*Opdracht 1*:
Op welke standaard is F-code gebaseerd volgens de tekst over F-codecommunicatie?
*Opdracht 2*:
Bewerk een stuk uit de tekst over F-codecommunicatie. Begin bij de woorden "EENVOUDIGE MODUS", stop na "van de ITU-T." en vervang daarin "beveiligingsniveau" door "veiligheidsniveau".
*Opdracht 3*:
Noem alle benamingen die de tekst over F-codecommunicatie tussen haakjes zet achter de mogelijkheden die F-codecommunicatie biedt.
═════ Getoonde tekst ═════
SHARP

Taal

F-CODECOMMUNICATIE

In dit gedeelte wordt uitgelegd hoe u in het beginscherm van de Normale modus een bestemming invoert.
EENVOUDIGE MODUS

F-CODECOMMUNICATIE

Via deze functie kan het apparaat communiceren met andere apparaten die ook ondersteuning bieden voor F-code. Hiermee is uitwisseling van vertrouwelijke documenten (vertrouwelijke communicatie), terughalen (navraag) en distributie (navraaggeheugen) van informatie, en distributie van informatie naar meerdere bestemmingen (relaydistributieverzending) mogelijk met andere apparaten die F-codecommunicatie ondersteunen. Bij elke communicatie wordt een F-code* vastgesteld, waarmee een hoger beveiligingsniveau wordt bereikt.

* F-code is een communicatiefunctie die gebaseerd is op de G3-standaard van de ITU-T.

De ITU-T is een organisatie van de Verenigde Naties die communicatiestandaarden vastlegt. De ITU-T is een afdeling van de ITU (International Telecommunication Union), die wereldwijde telecommunicatienetwerken en -diensten coördineert.

De werking van F-codes

Een fax die met een F-code wordt verzonden, wordt ontvangen in het geheugenvak van F-codecommunicatie op het ontvangende apparaat dat is opgegeven door middel van de F-code (subadres en wachtwoord). Als de F-code die verzonden is door het verzendende apparaat niet overeenkomt met de F-code op de ontvangende apparaat, vindt er geen ontvangst plaats.
Voor producten van andere fabrikanten worden mogelijk andere termen gebruikt voor “Subadres” en “Wachtwoord”. Als u contact met de gebruiker van een ander apparaat moet opnemen over subadressen en wachtwoorden, raadpleegt u de termen die worden gebruikt door het ITU-T in de tabel hieronder.
═════ Aangeleverde gegevens ═════
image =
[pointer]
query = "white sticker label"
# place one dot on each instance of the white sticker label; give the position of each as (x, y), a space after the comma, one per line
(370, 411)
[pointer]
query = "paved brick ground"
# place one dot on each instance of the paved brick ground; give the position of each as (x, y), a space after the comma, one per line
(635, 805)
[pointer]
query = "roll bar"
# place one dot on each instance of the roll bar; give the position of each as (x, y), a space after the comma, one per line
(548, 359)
═════
═════ Aangeleverde gegevens ═════
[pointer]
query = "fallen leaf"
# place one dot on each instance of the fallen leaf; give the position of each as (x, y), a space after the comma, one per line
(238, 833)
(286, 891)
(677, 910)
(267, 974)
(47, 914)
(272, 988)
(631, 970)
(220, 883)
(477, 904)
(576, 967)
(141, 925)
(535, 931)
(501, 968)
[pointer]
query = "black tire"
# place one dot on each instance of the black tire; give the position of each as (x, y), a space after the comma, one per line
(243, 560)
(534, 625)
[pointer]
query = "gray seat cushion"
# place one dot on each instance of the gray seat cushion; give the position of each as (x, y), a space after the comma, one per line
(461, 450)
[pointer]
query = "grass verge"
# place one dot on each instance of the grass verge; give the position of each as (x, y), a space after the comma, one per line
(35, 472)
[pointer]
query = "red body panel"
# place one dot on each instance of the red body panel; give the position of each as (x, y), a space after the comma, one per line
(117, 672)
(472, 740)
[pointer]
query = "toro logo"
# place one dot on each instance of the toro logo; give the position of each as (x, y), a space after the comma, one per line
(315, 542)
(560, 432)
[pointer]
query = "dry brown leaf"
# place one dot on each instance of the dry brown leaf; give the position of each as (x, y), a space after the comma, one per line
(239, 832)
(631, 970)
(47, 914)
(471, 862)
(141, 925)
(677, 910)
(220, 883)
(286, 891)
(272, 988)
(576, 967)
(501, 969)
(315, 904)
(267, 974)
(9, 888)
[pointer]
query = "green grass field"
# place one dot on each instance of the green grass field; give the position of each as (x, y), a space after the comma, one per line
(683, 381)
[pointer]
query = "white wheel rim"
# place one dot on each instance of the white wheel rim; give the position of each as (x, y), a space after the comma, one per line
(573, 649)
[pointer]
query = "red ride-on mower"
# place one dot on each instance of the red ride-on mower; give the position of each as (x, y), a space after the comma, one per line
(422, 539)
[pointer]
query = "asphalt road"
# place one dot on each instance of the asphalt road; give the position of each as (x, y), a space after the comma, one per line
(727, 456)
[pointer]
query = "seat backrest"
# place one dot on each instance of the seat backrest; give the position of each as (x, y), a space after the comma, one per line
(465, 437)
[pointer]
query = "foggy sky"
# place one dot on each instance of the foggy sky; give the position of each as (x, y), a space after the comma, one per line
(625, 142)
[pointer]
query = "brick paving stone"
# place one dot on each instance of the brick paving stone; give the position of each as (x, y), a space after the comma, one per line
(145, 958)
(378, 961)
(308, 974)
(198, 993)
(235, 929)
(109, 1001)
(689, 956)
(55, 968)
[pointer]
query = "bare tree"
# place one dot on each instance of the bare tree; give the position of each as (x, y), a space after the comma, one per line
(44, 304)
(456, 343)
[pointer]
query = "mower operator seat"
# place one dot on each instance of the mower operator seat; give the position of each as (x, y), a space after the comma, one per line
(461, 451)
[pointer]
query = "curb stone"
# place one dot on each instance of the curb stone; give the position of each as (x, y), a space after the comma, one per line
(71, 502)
═════
*Uitvoer 1*:
Op de G3-standaard van de ITU-T.

*Uitvoer 2*:
EENVOUDIGE MODUS

F-CODECOMMUNICATIE

Via deze functie kan het apparaat communiceren met andere apparaten die ook ondersteuning bieden voor F-code. Hiermee is uitwisseling van vertrouwelijke documenten (vertrouwelijke communicatie), terughalen (navraag) en distributie (navraaggeheugen) van informatie, en distributie van informatie naar meerdere bestemmingen (relaydistributieverzending) mogelijk met andere apparaten die F-codecommunicatie ondersteunen. Bij elke communicatie wordt een F-code* vastgesteld, waarmee een hoger veiligheidsniveau wordt bereikt.

* F-code is een communicatiefunctie die gebaseerd is op de G3-standaard van de ITU-T.

*Uitvoer 3*:
vertrouwelijke communicatie, navraag, navraaggeheugen, relaydistributieverzending